▸ **Text shown**:
○ ○ ○
BUT HE NEVER INHALED



“It was almost word for word the conversation we had, except there’s a couple of key words left out. You know, ‘legal’ was one of the major–probably the most major omission in the affidavit … I was, you know, deemed human growth hormone deficient through blood work … the doctor put me on human growth hormone, monitored my levels, monitored blood level, blood work periodically, regularly.”


–former first baseman David Segui, on being named in the Grimsley affidavit (Outside the Lines, ESPN)



“… It was perfectly legal. You know, I was under doctor’s prescription.”


–Segui, on his use of HGH



“I told him, I was speaking as a friend … Do it under the doctor’s supervision. And my exact words to him were, if you’re going to do it, do it the right way.”


–Segui, on what he told Grimsley



“That would be difficult to imagine.”


–an anonymous baseball spokesman, on the possibility a player would be allowed to use HGH (Kansas City Star)

KNOCK ME DOWN, IT’S ALL IN VAIN / I’LL GET RIGHT BACK ON MY FEET AGAIN!



“I’ll tell you one thing, if Padilla hit me twice, right now I’d be in the hospital or I’d be dead. But I will fight. I will fight because the way he hit him.”
○ ○ ○
▸ **Stored data**:
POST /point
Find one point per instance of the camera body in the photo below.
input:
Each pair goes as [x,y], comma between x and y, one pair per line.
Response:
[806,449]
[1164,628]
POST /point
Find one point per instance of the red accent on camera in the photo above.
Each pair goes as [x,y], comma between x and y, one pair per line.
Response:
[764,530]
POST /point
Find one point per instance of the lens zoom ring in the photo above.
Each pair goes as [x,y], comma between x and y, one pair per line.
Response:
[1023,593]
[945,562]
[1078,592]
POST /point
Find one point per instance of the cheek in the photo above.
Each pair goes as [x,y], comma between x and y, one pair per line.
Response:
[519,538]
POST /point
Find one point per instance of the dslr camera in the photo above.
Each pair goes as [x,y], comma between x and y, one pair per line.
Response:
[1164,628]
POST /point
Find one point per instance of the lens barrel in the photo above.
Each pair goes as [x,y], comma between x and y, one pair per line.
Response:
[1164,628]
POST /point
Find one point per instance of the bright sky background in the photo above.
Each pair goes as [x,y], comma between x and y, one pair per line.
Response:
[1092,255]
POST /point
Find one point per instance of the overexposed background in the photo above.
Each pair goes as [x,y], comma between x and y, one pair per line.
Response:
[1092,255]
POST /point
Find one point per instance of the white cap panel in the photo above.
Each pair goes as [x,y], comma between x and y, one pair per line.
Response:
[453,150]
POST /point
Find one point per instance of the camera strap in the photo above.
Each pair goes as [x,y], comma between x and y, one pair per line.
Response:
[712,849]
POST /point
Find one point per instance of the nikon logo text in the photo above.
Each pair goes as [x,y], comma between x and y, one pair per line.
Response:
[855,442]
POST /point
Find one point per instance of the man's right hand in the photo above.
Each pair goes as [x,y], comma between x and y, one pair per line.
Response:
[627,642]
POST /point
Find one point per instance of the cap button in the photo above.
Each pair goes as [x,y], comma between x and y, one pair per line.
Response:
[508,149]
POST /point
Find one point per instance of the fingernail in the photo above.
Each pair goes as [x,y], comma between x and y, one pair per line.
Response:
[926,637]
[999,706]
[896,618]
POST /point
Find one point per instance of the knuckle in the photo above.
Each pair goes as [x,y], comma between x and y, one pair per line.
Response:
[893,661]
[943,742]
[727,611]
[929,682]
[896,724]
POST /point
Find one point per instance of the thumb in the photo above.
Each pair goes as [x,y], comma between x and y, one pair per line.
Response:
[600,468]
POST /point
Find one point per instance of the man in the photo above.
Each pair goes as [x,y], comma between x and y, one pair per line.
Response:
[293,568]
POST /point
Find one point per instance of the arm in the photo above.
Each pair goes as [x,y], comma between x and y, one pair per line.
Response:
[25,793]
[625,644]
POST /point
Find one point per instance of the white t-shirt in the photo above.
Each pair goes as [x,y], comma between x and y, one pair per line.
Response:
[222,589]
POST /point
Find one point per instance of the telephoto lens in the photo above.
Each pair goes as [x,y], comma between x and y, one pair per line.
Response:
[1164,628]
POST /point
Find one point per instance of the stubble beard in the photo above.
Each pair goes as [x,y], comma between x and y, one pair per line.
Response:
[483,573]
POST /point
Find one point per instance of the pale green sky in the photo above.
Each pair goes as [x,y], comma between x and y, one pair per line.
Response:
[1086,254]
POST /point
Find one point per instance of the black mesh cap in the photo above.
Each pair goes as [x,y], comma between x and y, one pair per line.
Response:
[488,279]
○ ○ ○
▸ **What you will do**:
A. Answer these questions about the baseball quotes, one line each:
(i) Which word does Segui call the most major omission in the affidavit?
(ii) On which program did Segui comment on being named in the Grimsley affidavit?
(iii) Which newspaper printed the anonymous baseball spokesman's remark?
B. Write what comes next in the baseball quotes, continuing after the final quotation.

▸ **Answers to the exercises**:
A.
(i) "Legal"
(ii) Outside the Lines, on ESPN
(iii) The Kansas City Star

B.
–White Sox manager Ozzie Guillen, on Texas’ Vicente Padilla hitting A.J. Pierzynski (Chicago Sun-Times)



“When you get hit like that, that means there’s something wrong. You don’t go from having a great game to hitting the same guy twice. Padilla wasn’t throwing inside; Padilla hit the man because he wanted to hit the man. He knows, the manager knows, baseball people know.”


–Guillen



“Padilla can’t say he wanted to hit him because he’d get in trouble. Everybody knows he hit him. If that situation happened to Ozzie Guillen, right now I’d be bleeding with a broken nose.”


–Guillen



“Everybody has a different way of going about their business. They hit me, we’ll fight. I’d get my butt kicked, but I will fight. I grew up fighting. I play this game the way it should be played, I coached this game the way it should be coached and I manage this game the way people have to manage in this game.”


–Guillen



“I remember in the ’80s, players would solve the problems for the manager. Now everybody’s got to be involved in things. Now they send people to you when you have a problem with another team. Let the game go. There’s too many things, too much money around. The game changed. People say that’s Ozzie talking. No, I’ve been here 20-something years.”


–Guillen



“Ozzie went nuts. He had the ass, big-time.”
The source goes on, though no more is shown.